Natural-language object grounding data:

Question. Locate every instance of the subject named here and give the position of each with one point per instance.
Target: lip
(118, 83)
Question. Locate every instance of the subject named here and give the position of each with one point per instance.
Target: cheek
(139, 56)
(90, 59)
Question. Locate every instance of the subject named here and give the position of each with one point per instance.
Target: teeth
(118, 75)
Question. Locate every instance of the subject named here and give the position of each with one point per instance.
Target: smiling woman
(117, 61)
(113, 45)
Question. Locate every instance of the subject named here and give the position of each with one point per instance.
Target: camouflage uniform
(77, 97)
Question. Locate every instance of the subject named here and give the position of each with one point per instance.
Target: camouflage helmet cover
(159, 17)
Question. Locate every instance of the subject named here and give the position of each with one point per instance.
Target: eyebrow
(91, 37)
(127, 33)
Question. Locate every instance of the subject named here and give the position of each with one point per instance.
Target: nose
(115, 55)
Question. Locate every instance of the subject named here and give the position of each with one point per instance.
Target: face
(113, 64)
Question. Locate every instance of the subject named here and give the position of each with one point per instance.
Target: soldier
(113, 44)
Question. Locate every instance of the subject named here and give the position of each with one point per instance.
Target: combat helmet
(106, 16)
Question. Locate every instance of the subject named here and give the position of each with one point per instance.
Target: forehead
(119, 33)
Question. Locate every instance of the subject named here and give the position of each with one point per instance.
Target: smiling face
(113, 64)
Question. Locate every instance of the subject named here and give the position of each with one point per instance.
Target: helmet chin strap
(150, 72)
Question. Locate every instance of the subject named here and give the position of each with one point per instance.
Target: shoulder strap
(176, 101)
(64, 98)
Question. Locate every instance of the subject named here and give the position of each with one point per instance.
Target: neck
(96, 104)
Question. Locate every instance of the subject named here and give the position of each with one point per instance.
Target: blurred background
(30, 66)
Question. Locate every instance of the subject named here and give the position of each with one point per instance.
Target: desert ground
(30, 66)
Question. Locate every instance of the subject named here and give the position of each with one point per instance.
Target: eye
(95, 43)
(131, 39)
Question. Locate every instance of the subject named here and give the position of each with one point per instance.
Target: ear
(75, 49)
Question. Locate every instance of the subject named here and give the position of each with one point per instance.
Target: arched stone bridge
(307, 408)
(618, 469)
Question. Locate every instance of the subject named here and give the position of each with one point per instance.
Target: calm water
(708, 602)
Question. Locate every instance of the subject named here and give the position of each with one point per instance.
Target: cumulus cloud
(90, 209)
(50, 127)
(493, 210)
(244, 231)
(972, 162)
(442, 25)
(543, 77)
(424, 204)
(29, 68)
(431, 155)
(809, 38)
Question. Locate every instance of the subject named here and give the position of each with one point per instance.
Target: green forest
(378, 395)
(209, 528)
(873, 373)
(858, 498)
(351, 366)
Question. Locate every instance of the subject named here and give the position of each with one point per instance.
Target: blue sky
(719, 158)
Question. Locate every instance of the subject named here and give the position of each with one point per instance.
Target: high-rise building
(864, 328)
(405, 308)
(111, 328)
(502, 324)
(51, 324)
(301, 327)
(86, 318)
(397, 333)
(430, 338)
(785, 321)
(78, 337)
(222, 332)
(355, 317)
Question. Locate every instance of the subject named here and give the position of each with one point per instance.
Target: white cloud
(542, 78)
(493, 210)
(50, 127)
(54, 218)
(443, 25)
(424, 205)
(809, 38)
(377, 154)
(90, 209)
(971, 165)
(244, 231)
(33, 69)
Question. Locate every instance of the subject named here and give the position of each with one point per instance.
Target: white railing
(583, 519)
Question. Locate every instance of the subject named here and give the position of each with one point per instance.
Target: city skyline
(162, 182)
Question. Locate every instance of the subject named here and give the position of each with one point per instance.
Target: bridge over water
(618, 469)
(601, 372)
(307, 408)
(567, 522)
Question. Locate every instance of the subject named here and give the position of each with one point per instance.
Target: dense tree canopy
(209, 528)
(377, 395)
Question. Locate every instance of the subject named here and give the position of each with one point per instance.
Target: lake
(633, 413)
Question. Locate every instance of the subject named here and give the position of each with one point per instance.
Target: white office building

Problem to work on:
Each record above has to be printed again, word for word.

Completed task:
Question. Locate every instance of the subject named here and give the position of each with one point per instance.
Target: lip
(118, 83)
Question. Locate every instance of the subject named here and give the position of each with one point per instance.
Target: cheek
(139, 56)
(90, 59)
Question. Locate every instance of the subject named here and give the position of each with one point per instance.
Target: teeth
(118, 75)
Question. Locate every instance of the subject named here and give the position of each with one point per instance.
Target: smiling woman
(117, 61)
(113, 45)
Question. Locate every instance of the subject named here and give the position of each with one point per instance.
Target: camouflage uniform
(77, 97)
Question. Locate every instance of the subject named here and give the position of each with one point per instance.
Target: camouflage helmet cover
(159, 17)
Question. Locate every instance of the subject named here and give the position of each with one point per instance.
Target: eyebrow
(91, 37)
(127, 33)
Question. Locate every instance of the subject named here and give the position of each with one point per instance.
Target: nose
(115, 55)
Question. Locate every instance of the subject named here and give the position of each with one point per instance.
Target: face
(113, 64)
Question. Locate every instance of the subject named here and give the position of each with one point per instance.
Target: soldier
(113, 44)
Question. Locate every instance of the subject named here and give the position of each with one point per instance.
Target: combat helmet
(106, 16)
Question. Locate every instance of the subject named here and give the position of each with one point per instance.
Target: forehead
(119, 33)
Question. Locate every instance of the subject named here and give the position of each with one point per instance.
Target: smiling face
(113, 64)
Question. Locate every instance of the subject named here and give the position of each with one point per instance.
Target: helmet chin strap
(150, 72)
Question. Locate every instance of the subject named here and give the position of each with one point per instance.
Target: shoulder strap
(176, 101)
(64, 98)
Question. Locate every instance of the subject named here and give the position of each with one point per instance.
Target: neck
(96, 104)
Question. Locate every instance of the subject named here and give the position of each with one point per instance.
Target: blurred background
(30, 66)
Question. Locate every instance of the subject named here and give the position of each with one point per instance.
Target: desert ground
(30, 66)
Question. Locate every instance of the subject named here and give the position of each with one point per instance.
Target: eye
(95, 43)
(131, 39)
Question. Locate every instance of the subject named here and give the position of each with one point per instance.
Target: ear
(75, 49)
Question. Locate every instance of the subject named here and give the position of each with one point per instance.
Target: arched stone bridge
(307, 408)
(618, 469)
Question. Locate every instance of the subject named here and give the position of each with one point per instance.
Target: calm water
(708, 602)
Question. Locate every instance of the subject named here and give the position of each with one point per instance.
Target: cumulus cloud
(90, 209)
(50, 127)
(493, 210)
(244, 231)
(972, 162)
(442, 25)
(543, 77)
(424, 204)
(29, 68)
(431, 155)
(809, 38)
Question. Locate every instance of the subject named here and give the position of each with one point per instance.
Target: green forest
(378, 395)
(209, 528)
(873, 373)
(858, 498)
(351, 366)
Question. Locate every instance of the subject named here and give the position of each with one point per instance.
Target: blue sky
(719, 158)
Question. Locate every instance of the subject named here and give the position of each with one point per instance.
Target: high-rise building
(864, 328)
(405, 308)
(111, 328)
(502, 324)
(51, 324)
(301, 327)
(86, 318)
(397, 333)
(430, 338)
(785, 321)
(78, 337)
(222, 332)
(355, 317)
Question. Locate every instance of the subject named here and give the position of each with one point per instance.
Target: white cloud
(542, 78)
(493, 210)
(50, 127)
(54, 218)
(443, 25)
(424, 205)
(809, 38)
(377, 154)
(90, 209)
(971, 165)
(244, 231)
(33, 69)
Question. Locate every instance of the subject named here and give the position of each with one point per instance.
Target: white railing
(583, 519)
Question. Locate every instance of the subject named here and give the position of each with one point per instance.
Target: city skyline
(162, 182)
Question. Locate every instance of the subject named here and give the position of each with one point per instance.
Target: bridge over water
(618, 469)
(601, 372)
(307, 408)
(567, 522)
Question. Locate every instance of the subject named here and give the position of each with one point per instance.
Target: dense tree canopy
(209, 528)
(377, 395)
Question. Locate every instance of the subject named here and give the position of each with one point per instance.
Target: lake
(633, 413)
Question. Locate every instance of the subject named here and give the position of each with one point per instance.
Target: white office building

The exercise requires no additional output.